## GOAL OF THE EXERCISE:
Which people does the blog post on radical Islam below name with both a first name and a surname? List every one.

Wintery Knight

…integrating Christian faith and knowledge in the public square

We should not be ignoring the continued threat of radical Islam

I was surprised to find a strongly-worded article like this at the Christian web site Breakpoint, of all places.

Excerpt:

Overnight, following the inauguration of Barack Obama, problematic phrasing such as the “global war on terror” (itself a euphemism) and “Muslim extremism” were expunged from the national lexicon in favor of generic terms such as “man-caused disasters.” Explained Homeland Security Secretary Janet Napolitano, “We want to move away from the politics of fear toward a policy of being prepared for all risks that can occur.”

[...][E]vents on the ground continue to belie the administration’s euphemisms, parsings, and happy talk. The grisly murder of a British soldier in broad daylight by two machete- and knife-wielding Muslims in London came within mere days. Yet the Obama administration remains committed to its narrative, which it knows to be untrue, and is more than willing to twist the facts to keep it going. Worse, the administration has done all this at the risk of American lives and security. Let’s go down the short list:

Fort Hood shooter Maj. Nidal Hasan faces the death penalty or life without parole if convicted on 13 counts of premeditated murder and 32 counts of attempted premeditated murder in his 2009 rampage. Hasan, who shouted “Allahu Akbar!” (“God is great!”) during the attack against his unarmed fellow soldiers, now says he was defending the Taliban. U.S. prosecutors are treating the bloodletting as an incident of “workplace violence,” denying victims both Purple Hearts and certain combat-related medical benefits. Hasan, meanwhile, is preparing to defend himself in a court of law.

Boston Marathon bomber Dzhokhar Tsarnaev scribbled a message on the boat in which he was captured that said the Americans killed were collateral damage in U.S. wars in Muslim lands, and that an attack on one Muslim is an attack on all. The FBI, of course, failed to prevent his butchery, which killed three people and wounded 275, even after a warning from Russian intelligence about the Tsarnaev brothers.

Then of course there is Benghazi. Seeking to maintain the pre-election fiction that the drone-happy President Obama had al Qaeda on the run (“The tide of war is receding,” the president told the U.N.), the administration ignored months of warnings from Ambassador Chris Stevens and others about inadequate security at the U.S. consulate and the strengthening of Islamist forces in Libya. On September 11, Islamists linked to al Qaeda launched a coordinated assault on the consulate, killing four Americans, including Stevens. (Many more would have died if two former Navy SEALs had not disobeyed orders and rescued consulate staff.) Despite repeated calls to Washington for help and a rescue team that was ready to intervene, that night administration officials did nothing.

And in the following weeks, they promulgated the lie that the assault was not an attack of Islamist terror but a “spontaneous demonstration” in response to a YouTube video. Adding insult to injury, Barack Obama has just selected the discredited U.N. ambassador, Susan Rice, who repeated the administration lie on numerous Sunday morning talk shows, to be his next national security adviser. Why not, since the bigger lie about the threat we face from radicalized Islam continues?

I was surprised to see so direct an article posted on Breakpoint. It shocked me more than when the Gospel Coalition interviewed old-Earth design theorist Stephen C. Meyer about his new book on the Cambrian explosion. It’s just so encouraging to see Christians rolling up their sleeves and applying their worldview to areas like science and foreign policy. The fact is, we do have to care about this issues, because Christian applies to every area of our lives. It’s not about feeling comfortable in our own hearts by having a private notion of Christianity that is just for our benefit. We should be letting Christian truth claims seep into every area of our lives, so that we continue to promote the good in every area, for everyone. Naturally, we have to study more in order to know how to achieve the good in every area. Some areas like economics and foreign policy are complicated, and not much fun for us, if our goal is personal happiness and comfort. But I think that’s what were are supposed to be doing – learning the truth about God, and then applying it out there in the real world. It’s OK for Christians to study up on these areas and have an informed opinion about them. It’s OK to speak out on these issues, too. We need more of that.

(Free-text object descriptions)
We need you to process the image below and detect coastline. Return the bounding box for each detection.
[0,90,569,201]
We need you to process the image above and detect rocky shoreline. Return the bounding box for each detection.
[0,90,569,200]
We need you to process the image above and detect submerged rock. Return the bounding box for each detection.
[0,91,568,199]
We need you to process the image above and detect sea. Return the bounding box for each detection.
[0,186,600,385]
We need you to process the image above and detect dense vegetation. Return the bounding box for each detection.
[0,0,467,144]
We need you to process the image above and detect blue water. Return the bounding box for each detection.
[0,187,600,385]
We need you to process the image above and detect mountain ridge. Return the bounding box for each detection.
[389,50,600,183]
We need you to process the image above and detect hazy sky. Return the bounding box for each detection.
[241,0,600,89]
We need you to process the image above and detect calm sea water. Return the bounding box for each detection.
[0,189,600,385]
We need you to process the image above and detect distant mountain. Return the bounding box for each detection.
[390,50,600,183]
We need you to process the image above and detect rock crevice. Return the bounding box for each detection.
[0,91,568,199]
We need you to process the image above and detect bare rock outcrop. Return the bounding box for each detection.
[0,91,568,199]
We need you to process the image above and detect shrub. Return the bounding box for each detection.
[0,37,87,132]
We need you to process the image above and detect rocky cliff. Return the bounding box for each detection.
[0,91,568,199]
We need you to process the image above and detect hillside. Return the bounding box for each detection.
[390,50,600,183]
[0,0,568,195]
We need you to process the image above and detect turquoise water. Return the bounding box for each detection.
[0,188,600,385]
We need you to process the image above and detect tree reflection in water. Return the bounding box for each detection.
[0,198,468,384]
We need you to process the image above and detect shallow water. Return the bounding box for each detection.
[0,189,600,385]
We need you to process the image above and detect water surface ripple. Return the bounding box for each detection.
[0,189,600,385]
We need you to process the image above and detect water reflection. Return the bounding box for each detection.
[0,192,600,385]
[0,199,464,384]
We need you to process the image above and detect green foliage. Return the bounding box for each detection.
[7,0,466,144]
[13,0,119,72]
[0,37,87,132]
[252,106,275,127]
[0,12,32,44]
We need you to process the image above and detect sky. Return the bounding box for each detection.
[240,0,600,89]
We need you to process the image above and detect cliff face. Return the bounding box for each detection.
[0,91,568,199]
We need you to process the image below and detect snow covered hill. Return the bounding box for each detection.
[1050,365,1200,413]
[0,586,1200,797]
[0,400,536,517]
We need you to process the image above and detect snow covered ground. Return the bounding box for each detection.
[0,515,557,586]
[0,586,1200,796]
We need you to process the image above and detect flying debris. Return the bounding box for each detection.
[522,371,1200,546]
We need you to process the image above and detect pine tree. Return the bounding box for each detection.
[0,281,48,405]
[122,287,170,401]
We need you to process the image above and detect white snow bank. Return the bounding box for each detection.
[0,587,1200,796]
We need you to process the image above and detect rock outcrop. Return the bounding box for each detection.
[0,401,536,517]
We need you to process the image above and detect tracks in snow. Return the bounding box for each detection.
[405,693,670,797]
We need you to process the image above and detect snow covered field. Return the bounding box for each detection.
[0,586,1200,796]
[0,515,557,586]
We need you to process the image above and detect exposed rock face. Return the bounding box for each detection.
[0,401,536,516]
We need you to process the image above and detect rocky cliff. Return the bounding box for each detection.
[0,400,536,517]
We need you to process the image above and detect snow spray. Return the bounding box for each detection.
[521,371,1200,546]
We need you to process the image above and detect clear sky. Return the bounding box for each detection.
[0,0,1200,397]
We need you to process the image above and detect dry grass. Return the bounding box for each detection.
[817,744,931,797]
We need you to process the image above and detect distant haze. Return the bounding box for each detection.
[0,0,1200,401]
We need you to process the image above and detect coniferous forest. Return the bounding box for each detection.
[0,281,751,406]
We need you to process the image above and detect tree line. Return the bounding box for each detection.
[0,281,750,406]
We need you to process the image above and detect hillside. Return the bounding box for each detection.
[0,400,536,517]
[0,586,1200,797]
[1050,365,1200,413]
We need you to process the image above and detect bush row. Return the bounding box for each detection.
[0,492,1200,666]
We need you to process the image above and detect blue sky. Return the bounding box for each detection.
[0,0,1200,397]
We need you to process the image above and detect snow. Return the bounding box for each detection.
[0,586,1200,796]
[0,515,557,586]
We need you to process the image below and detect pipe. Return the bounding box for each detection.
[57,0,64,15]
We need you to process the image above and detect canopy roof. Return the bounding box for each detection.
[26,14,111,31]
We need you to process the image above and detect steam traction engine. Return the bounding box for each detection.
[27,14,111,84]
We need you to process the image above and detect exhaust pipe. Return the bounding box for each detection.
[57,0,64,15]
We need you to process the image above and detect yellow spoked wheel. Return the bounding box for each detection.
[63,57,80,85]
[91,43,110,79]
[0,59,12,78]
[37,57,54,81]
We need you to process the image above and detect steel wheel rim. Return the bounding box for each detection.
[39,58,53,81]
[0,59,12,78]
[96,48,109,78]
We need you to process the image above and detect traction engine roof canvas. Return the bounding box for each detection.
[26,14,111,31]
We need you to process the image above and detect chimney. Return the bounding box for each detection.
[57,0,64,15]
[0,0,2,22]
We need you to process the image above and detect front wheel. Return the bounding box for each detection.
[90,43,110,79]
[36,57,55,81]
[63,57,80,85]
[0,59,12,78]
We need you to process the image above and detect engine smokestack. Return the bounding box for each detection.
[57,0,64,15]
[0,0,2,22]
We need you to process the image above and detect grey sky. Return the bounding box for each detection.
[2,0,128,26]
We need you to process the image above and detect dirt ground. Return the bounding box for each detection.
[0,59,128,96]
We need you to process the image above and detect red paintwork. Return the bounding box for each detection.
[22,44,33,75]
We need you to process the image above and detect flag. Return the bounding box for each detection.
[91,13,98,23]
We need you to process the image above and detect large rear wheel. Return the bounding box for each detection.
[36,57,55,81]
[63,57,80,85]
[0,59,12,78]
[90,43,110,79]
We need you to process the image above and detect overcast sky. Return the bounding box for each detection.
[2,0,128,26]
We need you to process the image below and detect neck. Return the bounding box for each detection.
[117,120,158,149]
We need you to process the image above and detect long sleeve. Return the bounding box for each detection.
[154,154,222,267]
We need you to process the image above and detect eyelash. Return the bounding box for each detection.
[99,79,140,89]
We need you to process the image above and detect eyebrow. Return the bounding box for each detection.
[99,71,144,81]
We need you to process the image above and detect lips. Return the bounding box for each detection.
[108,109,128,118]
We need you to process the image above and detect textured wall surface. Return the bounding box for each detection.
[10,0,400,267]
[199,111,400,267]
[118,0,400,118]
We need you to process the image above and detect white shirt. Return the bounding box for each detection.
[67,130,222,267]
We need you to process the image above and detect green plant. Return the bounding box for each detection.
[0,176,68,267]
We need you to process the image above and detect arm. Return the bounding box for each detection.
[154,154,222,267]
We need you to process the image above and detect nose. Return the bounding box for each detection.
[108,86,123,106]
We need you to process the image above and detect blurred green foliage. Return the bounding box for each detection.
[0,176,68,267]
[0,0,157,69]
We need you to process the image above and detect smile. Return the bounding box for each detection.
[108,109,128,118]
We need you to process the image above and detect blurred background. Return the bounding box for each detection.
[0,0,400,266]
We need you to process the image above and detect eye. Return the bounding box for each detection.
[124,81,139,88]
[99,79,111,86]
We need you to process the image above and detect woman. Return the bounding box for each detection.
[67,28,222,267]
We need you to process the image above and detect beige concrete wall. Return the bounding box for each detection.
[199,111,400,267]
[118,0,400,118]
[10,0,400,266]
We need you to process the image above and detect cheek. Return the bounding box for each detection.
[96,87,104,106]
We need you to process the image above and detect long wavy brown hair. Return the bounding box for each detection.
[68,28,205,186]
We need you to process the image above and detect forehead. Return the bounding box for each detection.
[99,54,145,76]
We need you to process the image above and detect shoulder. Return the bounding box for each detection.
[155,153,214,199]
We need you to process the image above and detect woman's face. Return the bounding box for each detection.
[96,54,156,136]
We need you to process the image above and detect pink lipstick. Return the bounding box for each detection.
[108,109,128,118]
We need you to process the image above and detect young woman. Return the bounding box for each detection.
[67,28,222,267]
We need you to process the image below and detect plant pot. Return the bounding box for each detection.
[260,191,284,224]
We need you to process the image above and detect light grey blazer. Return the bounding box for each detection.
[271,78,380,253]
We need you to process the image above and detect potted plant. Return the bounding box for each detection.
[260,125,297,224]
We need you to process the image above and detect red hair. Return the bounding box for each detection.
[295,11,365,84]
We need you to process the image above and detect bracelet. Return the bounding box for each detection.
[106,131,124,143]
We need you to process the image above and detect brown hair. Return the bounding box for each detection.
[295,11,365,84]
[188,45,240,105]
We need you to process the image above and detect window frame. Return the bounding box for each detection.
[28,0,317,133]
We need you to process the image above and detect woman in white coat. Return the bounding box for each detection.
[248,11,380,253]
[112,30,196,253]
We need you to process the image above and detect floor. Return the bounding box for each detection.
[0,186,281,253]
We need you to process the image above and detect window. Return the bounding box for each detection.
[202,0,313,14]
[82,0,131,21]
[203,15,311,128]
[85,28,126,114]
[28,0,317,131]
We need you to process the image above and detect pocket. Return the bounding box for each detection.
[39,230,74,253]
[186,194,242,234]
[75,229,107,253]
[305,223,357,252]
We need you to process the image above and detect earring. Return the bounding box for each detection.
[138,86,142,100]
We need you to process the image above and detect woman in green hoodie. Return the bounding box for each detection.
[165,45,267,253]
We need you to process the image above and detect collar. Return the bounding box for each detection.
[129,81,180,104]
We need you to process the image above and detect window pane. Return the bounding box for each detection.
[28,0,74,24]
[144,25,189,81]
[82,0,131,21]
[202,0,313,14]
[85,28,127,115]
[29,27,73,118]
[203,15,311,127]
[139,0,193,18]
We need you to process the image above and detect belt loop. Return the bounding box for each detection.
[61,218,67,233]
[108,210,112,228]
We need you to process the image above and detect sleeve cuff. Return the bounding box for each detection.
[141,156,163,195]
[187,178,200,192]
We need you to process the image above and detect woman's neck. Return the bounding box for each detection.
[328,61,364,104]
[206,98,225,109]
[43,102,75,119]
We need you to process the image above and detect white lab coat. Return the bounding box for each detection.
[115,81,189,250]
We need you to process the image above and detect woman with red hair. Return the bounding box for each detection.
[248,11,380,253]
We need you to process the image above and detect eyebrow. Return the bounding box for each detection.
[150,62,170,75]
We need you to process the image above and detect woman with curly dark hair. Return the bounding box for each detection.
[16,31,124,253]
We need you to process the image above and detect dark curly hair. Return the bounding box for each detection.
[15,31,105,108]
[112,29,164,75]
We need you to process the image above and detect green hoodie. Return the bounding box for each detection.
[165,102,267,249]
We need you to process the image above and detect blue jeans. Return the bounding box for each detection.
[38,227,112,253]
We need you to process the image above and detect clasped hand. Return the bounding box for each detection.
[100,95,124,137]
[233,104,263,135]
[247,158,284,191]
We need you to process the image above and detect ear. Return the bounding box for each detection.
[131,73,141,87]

## SOLVED PROBLEM:
Barack Obama
Janet Napolitano
Nidal Hasan
Dzhokhar Tsarnaev
Chris Stevens
Susan Rice
Stephen C. Meyer